:: Short task ::
Would you write out the entries below, every one of them, exactly?

:: Data excerpts ::
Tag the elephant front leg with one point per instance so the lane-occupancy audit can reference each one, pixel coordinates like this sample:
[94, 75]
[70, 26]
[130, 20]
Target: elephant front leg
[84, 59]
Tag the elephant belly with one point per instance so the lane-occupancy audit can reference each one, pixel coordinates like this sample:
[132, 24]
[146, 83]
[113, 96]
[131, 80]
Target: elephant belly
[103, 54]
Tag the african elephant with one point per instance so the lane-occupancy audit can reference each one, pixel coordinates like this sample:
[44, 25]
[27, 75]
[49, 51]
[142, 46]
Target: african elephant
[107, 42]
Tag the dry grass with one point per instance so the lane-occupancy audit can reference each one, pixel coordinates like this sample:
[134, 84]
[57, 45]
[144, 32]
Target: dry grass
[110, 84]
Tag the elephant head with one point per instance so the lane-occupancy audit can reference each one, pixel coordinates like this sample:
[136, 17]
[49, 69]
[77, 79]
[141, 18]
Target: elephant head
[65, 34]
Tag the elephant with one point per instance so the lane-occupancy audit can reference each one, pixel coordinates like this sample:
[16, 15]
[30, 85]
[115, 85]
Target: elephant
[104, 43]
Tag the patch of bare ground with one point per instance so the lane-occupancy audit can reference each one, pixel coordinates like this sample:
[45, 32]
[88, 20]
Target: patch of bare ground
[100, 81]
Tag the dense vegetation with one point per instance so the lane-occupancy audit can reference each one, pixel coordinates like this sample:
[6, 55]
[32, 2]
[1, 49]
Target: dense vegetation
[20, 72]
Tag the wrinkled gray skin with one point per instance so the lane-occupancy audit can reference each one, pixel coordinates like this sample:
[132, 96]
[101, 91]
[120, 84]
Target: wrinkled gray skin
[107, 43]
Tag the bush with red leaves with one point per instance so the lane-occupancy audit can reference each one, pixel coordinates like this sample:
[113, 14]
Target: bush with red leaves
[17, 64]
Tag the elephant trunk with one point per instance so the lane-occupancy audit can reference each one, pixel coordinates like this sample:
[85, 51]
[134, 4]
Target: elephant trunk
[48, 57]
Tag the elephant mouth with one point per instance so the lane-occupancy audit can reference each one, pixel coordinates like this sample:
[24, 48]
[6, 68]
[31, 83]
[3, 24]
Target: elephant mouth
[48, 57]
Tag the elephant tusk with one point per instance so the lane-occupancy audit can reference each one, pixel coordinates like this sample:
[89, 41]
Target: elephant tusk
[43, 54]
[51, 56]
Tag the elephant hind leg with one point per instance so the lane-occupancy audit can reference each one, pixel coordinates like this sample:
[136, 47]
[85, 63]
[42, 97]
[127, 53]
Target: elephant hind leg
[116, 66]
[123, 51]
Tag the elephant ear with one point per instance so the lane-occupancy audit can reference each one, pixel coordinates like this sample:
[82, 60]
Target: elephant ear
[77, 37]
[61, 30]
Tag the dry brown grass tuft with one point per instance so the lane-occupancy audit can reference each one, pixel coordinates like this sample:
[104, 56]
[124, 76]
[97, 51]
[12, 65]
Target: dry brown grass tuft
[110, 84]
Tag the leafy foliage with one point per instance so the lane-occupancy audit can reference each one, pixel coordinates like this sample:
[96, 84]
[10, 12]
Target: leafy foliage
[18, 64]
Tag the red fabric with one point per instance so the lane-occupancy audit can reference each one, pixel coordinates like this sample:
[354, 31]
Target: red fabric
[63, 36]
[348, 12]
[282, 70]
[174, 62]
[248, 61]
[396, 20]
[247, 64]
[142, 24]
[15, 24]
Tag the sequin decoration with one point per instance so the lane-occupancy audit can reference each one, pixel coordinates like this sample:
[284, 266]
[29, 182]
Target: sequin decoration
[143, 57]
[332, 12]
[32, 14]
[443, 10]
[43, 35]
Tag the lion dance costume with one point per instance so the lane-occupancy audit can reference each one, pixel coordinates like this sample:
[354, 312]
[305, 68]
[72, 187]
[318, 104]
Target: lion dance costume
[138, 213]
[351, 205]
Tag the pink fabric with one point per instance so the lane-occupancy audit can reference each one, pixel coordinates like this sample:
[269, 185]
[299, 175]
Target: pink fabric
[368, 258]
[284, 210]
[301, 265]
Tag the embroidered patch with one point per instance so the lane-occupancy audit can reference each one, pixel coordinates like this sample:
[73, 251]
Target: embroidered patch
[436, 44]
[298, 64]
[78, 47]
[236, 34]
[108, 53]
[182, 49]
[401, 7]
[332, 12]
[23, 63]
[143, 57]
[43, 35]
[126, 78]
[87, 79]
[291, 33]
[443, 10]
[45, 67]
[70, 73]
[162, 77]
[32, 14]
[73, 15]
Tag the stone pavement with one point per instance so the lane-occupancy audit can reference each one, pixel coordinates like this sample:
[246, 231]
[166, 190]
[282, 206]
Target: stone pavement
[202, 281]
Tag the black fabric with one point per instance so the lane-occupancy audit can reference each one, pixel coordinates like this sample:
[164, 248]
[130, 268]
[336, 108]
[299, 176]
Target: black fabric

:: Exercise response ::
Tag the elephant front leg with one point per instance so the lane-occupancy audit can reference each one, pixel coordinates like this sample:
[94, 75]
[70, 26]
[130, 20]
Target: elephant front leg
[84, 59]
Tag the elephant belly with one point per instance so the lane-occupancy audit can reference each one, pixel coordinates like this sample:
[132, 24]
[146, 83]
[113, 96]
[131, 80]
Target: elephant belly
[103, 54]
Tag the african elephant with one point per instance so the lane-occupancy audit can reference each one, pixel coordinates like this sample:
[44, 25]
[27, 75]
[49, 51]
[142, 46]
Target: african elephant
[107, 42]
Tag the dry grass with one point per instance so the lane-occupancy audit can reference each one, pixel coordinates like this sample:
[134, 84]
[57, 45]
[144, 32]
Target: dry grass
[110, 84]
Tag the elephant head with one point per instance so the lane-occupancy audit can reference each one, pixel coordinates like this sample:
[136, 17]
[49, 69]
[77, 79]
[141, 18]
Target: elephant head
[65, 34]
Tag the elephant with one point per instance so the lane-occupancy audit can reference each one, pixel coordinates like this sample:
[16, 15]
[30, 85]
[115, 85]
Target: elephant
[104, 43]
Tag the patch of bare ground with one point per instance so the lane-occupancy audit can reference each one, pixel coordinates like this sample:
[45, 32]
[88, 20]
Target: patch of bare ground
[100, 81]
Tag the dense vegetation with one point per instance so the lane-occupancy audit can reference each one, pixel coordinates like this sample:
[6, 55]
[32, 2]
[1, 49]
Target: dense vegetation
[20, 72]
Tag the wrinkled gray skin with one point per instance so the lane-occupancy audit can reference each one, pixel coordinates like this sample:
[132, 96]
[101, 91]
[120, 84]
Target: wrinkled gray skin
[107, 43]
Tag the bush with red leaves with one point per instance so the lane-occupancy audit can reference each one, pixel coordinates like this sample:
[113, 14]
Target: bush with red leaves
[17, 64]
Tag the elephant trunk with one point per instance so the lane-occupancy audit can reference each one, pixel coordinates like this sample:
[85, 51]
[134, 4]
Target: elephant trunk
[48, 57]
Tag the elephant mouth with one point per instance so the lane-occupancy audit can reference each one, pixel coordinates like this sample:
[24, 48]
[6, 68]
[31, 83]
[3, 24]
Target: elephant mouth
[48, 57]
Tag the elephant tusk with one point per instance so the lane-occupancy audit can reference each one, pixel coordinates like this sample:
[89, 41]
Target: elephant tusk
[43, 54]
[51, 56]
Tag the elephant hind leg with one point per instance so the lane-occupancy audit can reference each one, pixel coordinates like this sample:
[136, 47]
[85, 63]
[42, 97]
[127, 53]
Target: elephant hind leg
[116, 66]
[123, 51]
Tag the elephant ear with one point per instance so the lane-occupancy audit can reference each one, pixel coordinates like this sample:
[82, 60]
Target: elephant ear
[77, 37]
[61, 30]
Tag the dry brown grass tuft with one point per instance so the lane-occupancy audit can reference each one, pixel coordinates like this sample:
[104, 56]
[124, 76]
[97, 51]
[12, 65]
Target: dry brown grass tuft
[110, 84]
Tag the leafy foliage with one point per instance so the lane-occupancy audit can reference each one, pixel coordinates like this sample:
[96, 84]
[10, 12]
Target: leafy foliage
[18, 64]
Tag the red fabric with one point per instance so the lane-occupancy audit can reference each one, pixel coordinates like this sample:
[354, 31]
Target: red fabric
[63, 36]
[348, 12]
[282, 70]
[174, 62]
[248, 61]
[396, 20]
[247, 64]
[142, 24]
[15, 24]
Tag the sequin decoration with one point per instance so the lane-occupancy audit can reference each one, pixel coordinates like this sample:
[284, 266]
[29, 182]
Target: sequin decoration
[143, 57]
[332, 12]
[32, 14]
[443, 10]
[43, 35]
Tag the lion dance costume with one point per instance so the lane-occupancy audit can reference each one, pixel coordinates like this sample:
[354, 312]
[305, 68]
[72, 187]
[318, 104]
Target: lion dance costume
[138, 213]
[351, 205]
Tag the pink fabric with one point per instance so the lane-occupancy audit can reference each one, pixel coordinates like this sample:
[269, 185]
[299, 175]
Target: pink fabric
[368, 258]
[284, 210]
[301, 265]
Tag the embroidered patch with one point per instance so the lane-occupancy audit can reference each one, pixel coordinates like this sample:
[73, 251]
Target: embroidered patch
[436, 44]
[298, 64]
[78, 47]
[236, 34]
[108, 53]
[182, 49]
[401, 7]
[332, 12]
[23, 63]
[143, 57]
[43, 35]
[126, 78]
[87, 79]
[291, 33]
[443, 10]
[45, 67]
[70, 73]
[162, 77]
[32, 14]
[73, 15]
Tag the stone pavement with one point per instance so the lane-occupancy audit can reference each one, pixel coordinates like this sample:
[246, 231]
[166, 190]
[282, 206]
Target: stone pavement
[202, 281]
Tag the black fabric with one point per instance so the lane-occupancy audit can reference each one, pixel coordinates like this sample:
[164, 248]
[130, 268]
[336, 108]
[299, 176]
Target: black fabric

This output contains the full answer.